По дороге в Музей западной живописи Анатолий Васильевич рассказывал мне о предполагаемой структуре Высшего литературно-художественного института, и у меня появилось даже некоторое чувство зависти к юношам и девушкам, которым предстояло там учиться.
Через четверть часа, блуждая по залам выставки, я увидела перед картиной Константина Федоровича Юона «Новая планета» Валерия Яковлевича. Он стоял совершенно один в своей классической позе, сложив на груди руки, склонив голову набок, и рассматривал картину. Мы обменялись улыбками, несколькими словами. Может быть, по ассоциации с его романом «Земная ось» в моей памяти запечатлелся этот пустой выставочный зал и одинокая фигура поэта перед фантастической композицией Юона.
Припоминаю диспут о танце в ГАХН, где в прениях выступали Анатолий Васильевич и Валерий Яковлевич.
В перерыве я сказала Валерию Яковлевичу:
— Я не знала, что вас интересуют танцы. Вас никогда не видно на балете в Большом театре.
— У меня совсем нет времени, — ответил он со вздохом, — а музыка и пляска — самое древнее и неувядаемое искусство.
В этот день Брюсов выглядел очень усталым, скулы обтянуты желтоватой кожей; мне почудилось что-то монгольское в его облике.
------------------------------------------------------------------------
Что нужно сделать:
**1.** Соберите из перечня ниже все строки, в которых встречается слово «roof».
**2.** Продолжите приведённые выше воспоминания о Брюсове, начав сразу после их последней фразы.

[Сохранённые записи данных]
------------------------------------------------------------------------
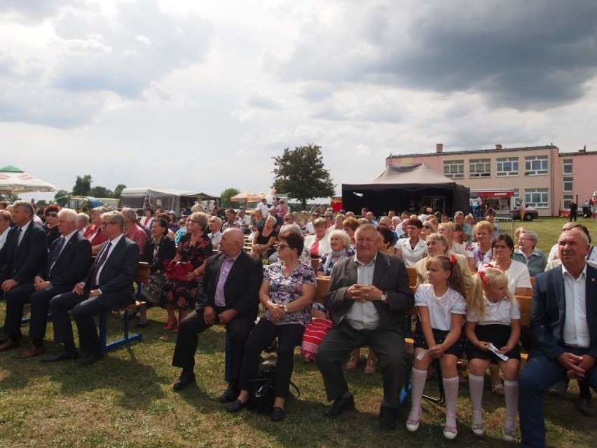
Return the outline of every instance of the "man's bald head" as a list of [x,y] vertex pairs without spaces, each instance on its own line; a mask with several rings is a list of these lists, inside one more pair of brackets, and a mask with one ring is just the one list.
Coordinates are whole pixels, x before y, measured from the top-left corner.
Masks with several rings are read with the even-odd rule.
[[222,233],[219,245],[226,257],[236,257],[245,245],[245,236],[240,229],[226,229]]

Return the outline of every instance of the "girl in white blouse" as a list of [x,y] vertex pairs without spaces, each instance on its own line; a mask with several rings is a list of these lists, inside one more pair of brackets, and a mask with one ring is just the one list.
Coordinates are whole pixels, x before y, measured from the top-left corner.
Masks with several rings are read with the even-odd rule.
[[444,437],[456,437],[456,399],[458,372],[456,362],[465,349],[462,332],[466,314],[464,282],[460,269],[453,255],[430,257],[427,262],[428,283],[417,287],[415,305],[419,320],[415,331],[415,360],[412,372],[412,405],[406,429],[416,431],[420,419],[421,397],[427,379],[427,369],[439,359],[446,393],[446,423]]
[[[505,440],[512,442],[516,436],[521,365],[518,346],[521,335],[519,304],[508,289],[507,276],[497,268],[488,268],[485,271],[473,275],[467,302],[465,332],[468,339],[467,358],[469,360],[472,431],[479,436],[485,434],[481,408],[483,374],[490,362],[497,362],[505,379],[506,421],[503,437]],[[505,356],[506,359],[492,350]]]

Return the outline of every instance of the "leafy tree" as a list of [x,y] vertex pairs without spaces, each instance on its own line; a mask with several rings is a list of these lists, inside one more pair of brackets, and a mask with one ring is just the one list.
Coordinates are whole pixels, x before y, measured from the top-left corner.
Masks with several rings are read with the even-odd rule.
[[98,185],[89,190],[88,196],[94,198],[112,198],[114,196],[114,192],[112,190],[109,190],[105,186],[100,186]]
[[240,193],[240,191],[235,188],[227,188],[224,191],[220,193],[220,197],[222,198],[222,208],[229,208],[232,205],[230,198]]
[[91,189],[91,175],[85,175],[83,177],[81,176],[76,177],[74,186],[73,186],[73,196],[86,196],[89,194],[89,190]]
[[54,203],[61,207],[64,207],[69,203],[69,198],[71,194],[66,190],[58,190],[54,195]]
[[287,192],[290,198],[301,201],[303,209],[307,207],[307,199],[331,196],[336,185],[323,163],[322,148],[312,143],[286,148],[282,156],[274,159],[274,183],[277,191]]
[[121,197],[121,194],[123,192],[123,190],[126,188],[126,185],[124,184],[118,184],[116,185],[116,188],[114,189],[114,197],[118,199]]

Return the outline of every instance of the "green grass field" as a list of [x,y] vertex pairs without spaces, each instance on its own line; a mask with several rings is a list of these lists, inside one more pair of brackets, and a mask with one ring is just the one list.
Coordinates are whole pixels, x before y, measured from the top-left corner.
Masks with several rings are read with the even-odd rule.
[[[539,233],[540,247],[549,251],[564,222],[545,219],[525,226]],[[594,222],[581,222],[597,235]],[[2,316],[4,306],[1,302]],[[313,364],[303,363],[298,351],[292,380],[301,395],[287,402],[284,421],[273,423],[267,416],[246,411],[228,414],[217,401],[226,387],[224,330],[217,327],[201,335],[195,357],[197,386],[174,393],[172,384],[179,370],[170,361],[176,335],[162,330],[163,311],[151,308],[148,314],[149,325],[142,330],[142,342],[111,352],[89,367],[78,367],[72,361],[46,365],[37,358],[15,359],[15,351],[0,353],[0,447],[511,446],[501,440],[503,398],[493,396],[488,388],[483,397],[488,435],[472,435],[466,386],[460,387],[455,442],[442,436],[444,407],[425,400],[417,433],[404,428],[409,400],[401,409],[398,430],[380,433],[377,413],[381,377],[378,373],[363,375],[364,365],[346,373],[357,410],[328,420],[322,415],[325,395],[321,376]],[[119,316],[113,313],[109,321],[116,338],[121,327]],[[49,341],[51,332],[50,325]],[[50,351],[57,349],[52,342],[47,346]],[[436,386],[430,381],[430,392]],[[575,387],[564,400],[546,396],[550,446],[595,446],[596,420],[575,411]]]

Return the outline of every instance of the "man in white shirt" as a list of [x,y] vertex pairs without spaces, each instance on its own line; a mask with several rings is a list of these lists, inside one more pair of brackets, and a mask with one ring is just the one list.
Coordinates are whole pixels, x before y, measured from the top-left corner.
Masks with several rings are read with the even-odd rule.
[[565,377],[597,387],[597,269],[585,260],[589,238],[581,229],[558,240],[562,266],[537,274],[533,292],[533,348],[519,380],[524,447],[544,447],[542,394]]
[[210,233],[207,236],[212,240],[212,246],[216,250],[219,250],[220,240],[222,233],[220,229],[222,227],[222,220],[217,216],[210,217]]
[[13,217],[11,215],[11,212],[7,210],[0,210],[0,249],[4,247],[6,242],[6,236],[8,234],[8,230],[11,229]]

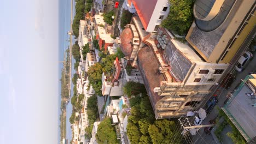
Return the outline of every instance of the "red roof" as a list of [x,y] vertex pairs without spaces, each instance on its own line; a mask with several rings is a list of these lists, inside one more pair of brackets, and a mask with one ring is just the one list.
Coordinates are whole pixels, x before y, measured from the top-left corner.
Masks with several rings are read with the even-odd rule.
[[165,80],[163,74],[159,71],[158,58],[154,54],[152,49],[148,46],[141,49],[138,53],[138,61],[145,87],[154,109],[155,105],[162,98],[157,93],[154,92],[154,89],[160,87],[161,82]]
[[129,4],[130,7],[131,7],[131,1],[132,0],[127,0],[127,2],[128,2],[128,4]]
[[126,56],[130,56],[132,52],[133,49],[131,45],[131,41],[133,37],[132,31],[128,27],[126,28],[123,31],[119,37],[121,40],[120,46],[121,50]]
[[105,51],[107,51],[108,49],[108,46],[113,46],[113,43],[105,43],[105,45],[104,45],[104,49],[105,50]]
[[121,71],[121,67],[120,66],[119,60],[118,60],[118,57],[117,57],[115,61],[114,61],[114,64],[115,67],[115,72],[114,79],[112,80],[112,83],[114,82],[115,80],[118,80],[118,77],[120,75],[120,72]]
[[100,38],[100,40],[98,41],[98,45],[100,46],[100,50],[101,50],[101,49],[102,49],[102,44],[103,44],[103,40]]
[[141,22],[145,29],[148,27],[158,0],[132,0]]

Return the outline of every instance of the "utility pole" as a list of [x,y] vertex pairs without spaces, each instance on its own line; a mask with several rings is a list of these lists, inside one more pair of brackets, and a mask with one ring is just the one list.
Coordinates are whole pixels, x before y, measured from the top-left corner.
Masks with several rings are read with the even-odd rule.
[[192,135],[195,135],[196,134],[196,132],[200,128],[205,128],[205,127],[213,127],[214,124],[206,124],[206,125],[192,125],[189,122],[188,118],[185,118],[184,123],[183,123],[181,121],[181,118],[178,119],[179,123],[181,123],[181,127],[183,129],[183,131],[182,132],[182,134],[184,135],[186,134],[187,132],[189,131],[190,134]]

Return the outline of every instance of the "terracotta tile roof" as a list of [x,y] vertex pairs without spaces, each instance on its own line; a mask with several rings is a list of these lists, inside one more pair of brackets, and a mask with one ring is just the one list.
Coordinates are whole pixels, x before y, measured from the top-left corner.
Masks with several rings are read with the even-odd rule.
[[131,7],[132,0],[127,0],[127,2],[128,2],[128,4],[129,4],[130,7]]
[[115,65],[115,72],[114,78],[112,80],[112,83],[113,83],[115,80],[118,80],[118,77],[120,75],[120,72],[121,71],[121,67],[120,66],[119,61],[118,60],[118,58],[117,57],[115,58],[115,61],[114,61],[114,64]]
[[138,60],[145,87],[152,105],[154,108],[155,104],[161,97],[154,92],[154,88],[159,87],[161,82],[165,81],[165,79],[163,75],[159,71],[159,65],[157,58],[155,57],[151,47],[146,46],[142,48],[138,52]]
[[108,46],[112,46],[113,43],[105,43],[104,45],[104,51],[107,51],[108,50]]
[[100,46],[100,50],[101,50],[101,49],[102,49],[102,44],[103,43],[103,40],[100,38],[99,41],[98,41],[98,45]]
[[132,31],[129,28],[126,28],[123,31],[119,37],[121,40],[121,50],[125,56],[131,56],[133,49],[131,44],[133,38]]
[[148,27],[158,0],[132,0],[141,22],[145,29]]

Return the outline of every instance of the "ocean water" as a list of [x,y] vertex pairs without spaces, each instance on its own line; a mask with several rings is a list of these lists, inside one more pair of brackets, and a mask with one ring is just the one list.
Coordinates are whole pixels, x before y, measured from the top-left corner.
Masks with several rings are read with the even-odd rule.
[[[64,53],[67,49],[69,46],[69,35],[67,34],[68,32],[70,30],[70,21],[71,21],[71,9],[73,9],[73,17],[74,17],[75,14],[75,9],[74,9],[74,0],[73,0],[73,8],[71,8],[71,0],[59,0],[59,61],[65,61],[64,58]],[[74,37],[73,36],[73,43],[75,41]],[[73,68],[73,65],[74,63],[74,59],[72,59],[72,76],[75,73],[75,70]],[[63,64],[62,63],[59,63],[59,79],[61,78],[61,69],[63,68]],[[71,85],[71,97],[73,95],[73,85]],[[61,101],[61,96],[60,95],[60,92],[61,86],[61,82],[59,82],[59,89],[60,95],[59,95],[59,107],[60,109],[59,110],[59,113],[60,115],[61,111],[60,110],[60,105]],[[66,127],[66,139],[68,139],[68,143],[69,143],[70,140],[72,139],[72,131],[71,128],[71,124],[69,123],[69,117],[71,116],[72,112],[72,106],[71,102],[69,102],[67,105],[66,108],[66,114],[67,114],[67,127]],[[60,124],[59,121],[59,124]],[[58,134],[59,141],[62,140],[60,139],[60,128],[59,129],[59,134]]]

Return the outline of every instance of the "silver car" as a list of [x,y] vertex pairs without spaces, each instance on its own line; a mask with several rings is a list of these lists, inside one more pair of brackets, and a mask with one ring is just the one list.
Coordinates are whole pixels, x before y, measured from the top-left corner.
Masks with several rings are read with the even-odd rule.
[[236,64],[236,69],[239,72],[243,71],[246,66],[249,63],[250,60],[253,55],[250,52],[247,51],[242,55],[237,61],[237,63]]

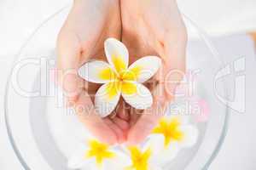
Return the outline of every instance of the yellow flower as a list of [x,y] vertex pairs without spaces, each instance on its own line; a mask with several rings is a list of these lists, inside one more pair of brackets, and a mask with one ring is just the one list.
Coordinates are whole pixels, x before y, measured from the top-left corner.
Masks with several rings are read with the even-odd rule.
[[159,125],[153,129],[153,133],[160,133],[165,137],[165,145],[168,146],[172,141],[181,141],[184,138],[180,129],[181,121],[178,117],[172,119],[161,118]]
[[151,106],[150,91],[142,83],[158,71],[161,60],[156,56],[146,56],[128,67],[129,53],[121,42],[108,38],[104,43],[108,63],[94,60],[85,63],[79,71],[88,82],[102,83],[95,96],[95,106],[102,117],[108,116],[117,105],[120,96],[136,109]]
[[102,166],[105,159],[110,159],[115,156],[115,154],[109,150],[109,146],[97,140],[89,142],[89,150],[85,153],[85,158],[95,158],[96,164]]
[[[121,160],[124,154],[104,143],[96,139],[89,139],[79,145],[79,149],[68,160],[68,167],[108,169],[109,162],[116,165],[117,160]],[[108,164],[108,165],[107,165]]]

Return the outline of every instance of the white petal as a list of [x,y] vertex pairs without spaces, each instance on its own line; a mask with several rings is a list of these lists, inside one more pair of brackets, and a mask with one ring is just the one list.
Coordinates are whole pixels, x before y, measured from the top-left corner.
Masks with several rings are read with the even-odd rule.
[[105,41],[104,46],[108,61],[116,69],[117,72],[127,69],[129,53],[125,44],[117,39],[108,38]]
[[[153,97],[150,91],[143,84],[130,82],[132,86],[135,86],[135,93],[126,93],[123,89],[122,86],[122,96],[126,103],[136,109],[145,110],[149,108],[153,104]],[[128,84],[127,84],[128,85]],[[130,85],[129,85],[130,86]],[[133,90],[130,90],[130,92]]]
[[128,155],[125,154],[119,149],[112,149],[116,154],[116,156],[113,159],[106,160],[106,167],[111,170],[120,170],[125,169],[125,167],[131,164],[131,161]]
[[79,70],[79,74],[84,80],[95,83],[106,83],[115,78],[110,65],[100,60],[85,63]]
[[121,92],[115,84],[114,82],[103,84],[95,95],[95,107],[102,117],[111,114],[119,100]]
[[85,159],[87,147],[81,144],[79,150],[77,150],[74,154],[68,159],[67,167],[71,169],[77,169],[85,167],[87,165],[90,164],[91,159]]
[[129,66],[130,76],[138,82],[144,82],[151,78],[161,65],[161,60],[156,56],[146,56],[139,59]]
[[193,146],[198,139],[198,129],[192,125],[181,126],[179,128],[184,134],[184,138],[179,142],[179,144],[182,147]]

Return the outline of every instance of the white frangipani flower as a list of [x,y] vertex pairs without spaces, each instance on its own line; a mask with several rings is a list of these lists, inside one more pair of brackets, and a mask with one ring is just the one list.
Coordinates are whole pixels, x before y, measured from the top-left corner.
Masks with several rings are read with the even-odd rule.
[[161,60],[156,56],[139,59],[128,67],[129,53],[126,47],[114,38],[104,43],[108,63],[94,60],[85,63],[79,71],[88,82],[102,83],[95,96],[95,106],[102,117],[116,107],[120,96],[136,109],[151,106],[150,91],[142,83],[150,79],[158,71]]

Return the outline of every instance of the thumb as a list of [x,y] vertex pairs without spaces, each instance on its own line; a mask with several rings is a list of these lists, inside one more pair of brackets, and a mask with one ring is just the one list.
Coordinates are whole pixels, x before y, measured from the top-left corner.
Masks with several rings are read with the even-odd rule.
[[83,80],[78,76],[81,47],[79,38],[61,31],[57,42],[58,82],[68,104],[78,99]]

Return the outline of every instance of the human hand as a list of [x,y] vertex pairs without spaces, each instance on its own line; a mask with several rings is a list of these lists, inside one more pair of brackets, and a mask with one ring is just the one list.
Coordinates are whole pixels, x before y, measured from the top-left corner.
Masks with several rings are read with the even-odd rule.
[[102,119],[96,115],[92,99],[98,86],[83,81],[78,70],[91,56],[106,59],[103,42],[108,37],[120,39],[119,11],[119,0],[76,0],[57,41],[58,77],[67,102],[86,128],[108,144],[125,140],[128,124],[118,116]]
[[130,56],[152,55],[162,59],[154,77],[154,104],[140,115],[131,114],[127,141],[142,142],[164,115],[166,105],[185,71],[187,34],[175,0],[121,0],[122,42]]

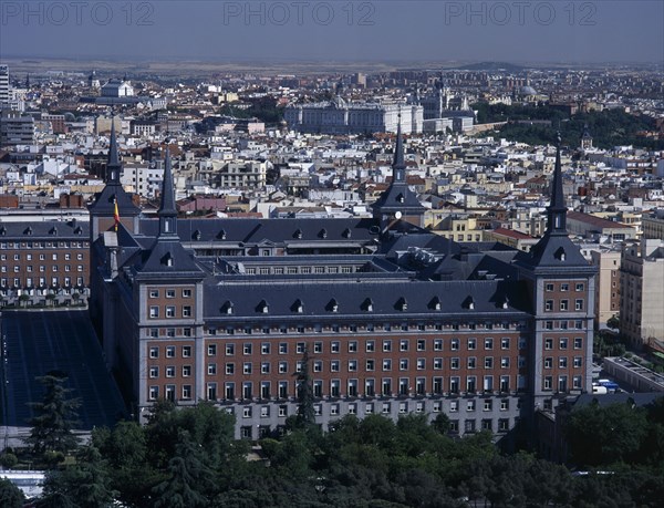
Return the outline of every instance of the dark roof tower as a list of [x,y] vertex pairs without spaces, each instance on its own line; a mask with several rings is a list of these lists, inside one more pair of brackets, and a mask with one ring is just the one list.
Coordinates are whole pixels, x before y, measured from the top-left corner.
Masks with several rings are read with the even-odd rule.
[[424,206],[406,182],[406,163],[404,158],[404,139],[401,128],[401,114],[396,129],[396,145],[392,162],[392,183],[373,204],[374,218],[381,220],[382,229],[394,219],[401,219],[422,226]]
[[175,187],[173,185],[173,168],[168,148],[166,148],[164,158],[164,185],[162,187],[162,204],[157,215],[159,216],[159,236],[177,236],[177,208],[175,207]]
[[567,206],[562,191],[562,168],[560,164],[560,133],[556,138],[556,166],[551,180],[551,203],[547,207],[547,232],[549,235],[568,235],[567,231]]
[[115,122],[111,123],[111,142],[108,144],[108,158],[106,162],[106,185],[104,189],[96,195],[95,201],[90,205],[90,219],[91,219],[91,240],[94,241],[98,235],[105,231],[108,227],[106,222],[108,219],[111,224],[114,222],[115,207],[117,205],[117,211],[120,214],[121,221],[128,227],[128,221],[124,219],[132,219],[133,226],[129,228],[132,231],[137,231],[137,218],[141,214],[141,209],[134,205],[132,195],[125,191],[123,188],[120,176],[122,174],[122,163],[120,162],[120,155],[117,149],[117,137],[115,135]]

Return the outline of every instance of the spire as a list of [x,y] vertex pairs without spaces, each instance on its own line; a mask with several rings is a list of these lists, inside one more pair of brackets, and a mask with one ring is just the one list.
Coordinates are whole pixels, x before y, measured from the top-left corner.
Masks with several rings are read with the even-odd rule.
[[547,207],[547,232],[567,235],[567,207],[562,193],[562,169],[560,164],[560,132],[556,138],[556,167],[551,180],[551,203]]
[[401,133],[401,111],[398,113],[398,126],[396,127],[396,147],[394,148],[394,162],[392,163],[393,182],[406,182],[406,163],[404,162],[404,141]]
[[120,157],[117,155],[117,139],[115,138],[115,117],[111,116],[111,144],[108,145],[108,162],[106,163],[106,178],[108,184],[120,184]]
[[173,186],[173,170],[168,148],[166,148],[166,156],[164,157],[164,186],[162,188],[162,204],[158,216],[159,236],[176,235],[177,209],[175,208],[175,189]]

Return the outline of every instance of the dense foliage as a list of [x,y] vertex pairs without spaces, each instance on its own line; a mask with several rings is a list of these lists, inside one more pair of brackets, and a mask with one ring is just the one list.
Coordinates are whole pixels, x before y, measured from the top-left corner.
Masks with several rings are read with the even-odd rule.
[[414,414],[396,423],[349,415],[328,433],[295,424],[259,442],[259,457],[232,439],[234,417],[212,404],[176,409],[163,402],[145,426],[96,429],[74,464],[49,474],[42,506],[108,506],[113,498],[167,508],[655,507],[664,498],[663,416],[662,400],[649,411],[573,412],[573,459],[612,471],[575,476],[529,454],[501,455],[489,434],[449,437],[445,417],[428,424]]
[[[634,145],[639,148],[664,149],[664,141],[646,138],[636,133],[655,131],[655,120],[644,115],[633,115],[622,110],[577,113],[571,117],[563,111],[542,105],[513,105],[477,103],[478,123],[508,122],[498,129],[498,136],[529,145],[551,144],[556,132],[560,131],[562,144],[575,148],[580,145],[584,126],[599,148],[612,148],[619,145]],[[529,124],[518,121],[550,121],[550,125]]]

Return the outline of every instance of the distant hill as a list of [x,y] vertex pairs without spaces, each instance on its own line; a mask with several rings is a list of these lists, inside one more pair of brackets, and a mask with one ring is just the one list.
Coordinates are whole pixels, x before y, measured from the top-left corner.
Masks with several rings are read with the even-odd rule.
[[470,63],[468,65],[460,66],[458,69],[467,70],[467,71],[508,71],[508,72],[519,72],[526,70],[522,65],[517,65],[515,63],[507,62],[480,62],[480,63]]

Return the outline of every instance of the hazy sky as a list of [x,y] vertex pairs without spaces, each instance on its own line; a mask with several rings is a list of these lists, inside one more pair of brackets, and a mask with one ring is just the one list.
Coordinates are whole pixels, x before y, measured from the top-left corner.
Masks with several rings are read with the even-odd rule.
[[664,1],[0,1],[0,58],[664,63]]

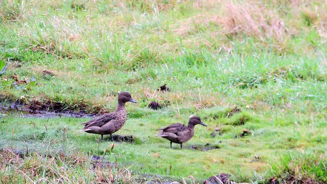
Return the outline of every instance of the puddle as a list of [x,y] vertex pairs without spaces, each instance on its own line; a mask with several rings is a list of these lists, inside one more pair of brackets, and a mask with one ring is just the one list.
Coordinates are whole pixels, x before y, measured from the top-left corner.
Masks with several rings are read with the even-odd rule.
------------------------------------------------------------------------
Ответы по порядку:
**1.**
Return the outline of every instance of the "red roof" as a list of [x,y] vertex pairs without spaces, each instance on its own line; a mask with several rings is a list of these lists, inside one more pair of brackets, and a mask with one ring is just the one list.
Return the outline of every instance of the "terracotta tile roof" as a list of [x,y] vertex pairs without spaces, each instance on its own line; a mask with several rings is a list of these lists, inside one more pair of brackets, and a mask with one ring is just the one list.
Return the outline of every instance of the dark roof tower as a list of [x,y] vertex pairs without spaces, each instance on its own line; a mask with several rings is a list of these lists, inside one more pair of brackets, and a mask with one ring is just the one list.

**2.**
Я спросила у Анатолия Васильевича о происхождении Брюсова:
— Странно, почему у Валерия Яковлевича такой монгольский склад лица? Ведь, не правда ли, он — потомок знаменитого Якоба Брюса, шотландца, сподвижника Петра I?
Анатолий Васильевич рассмеялся:
— Откуда у тебя такие сведения? Это любопытно!
Я замялась. В сущности, эту родословную Брюсова подсказало мне мое воображение, и мне казалось, что так оно и должно быть, что Валерий Яковлевич не может не быть потомком знаменитого и таинственного Брюса — автора Брюсова календаря, чернокнижника и алхимика.
Анатолий Васильевич разъясняет мою ошибку:
— Нет, нет, у Брюсова не такое романтическое происхождение: он — внук крепостного крестьянина, разбогатевшего к концу жизни и давшего своим детям солидное образование, а внуки этого мужика овладели вершинами современной культуры, — Валерий Яковлевич и его сестра Надежда Яковлевна, известный теоретик музыки.
Сначала было досадно отказаться от сочиненной мною родословной Брюсова, но Анатолий Васильевич поведал мне взамен ее другую, и сквозь облик поэта, ученого я стала различать черты русского крестьянина.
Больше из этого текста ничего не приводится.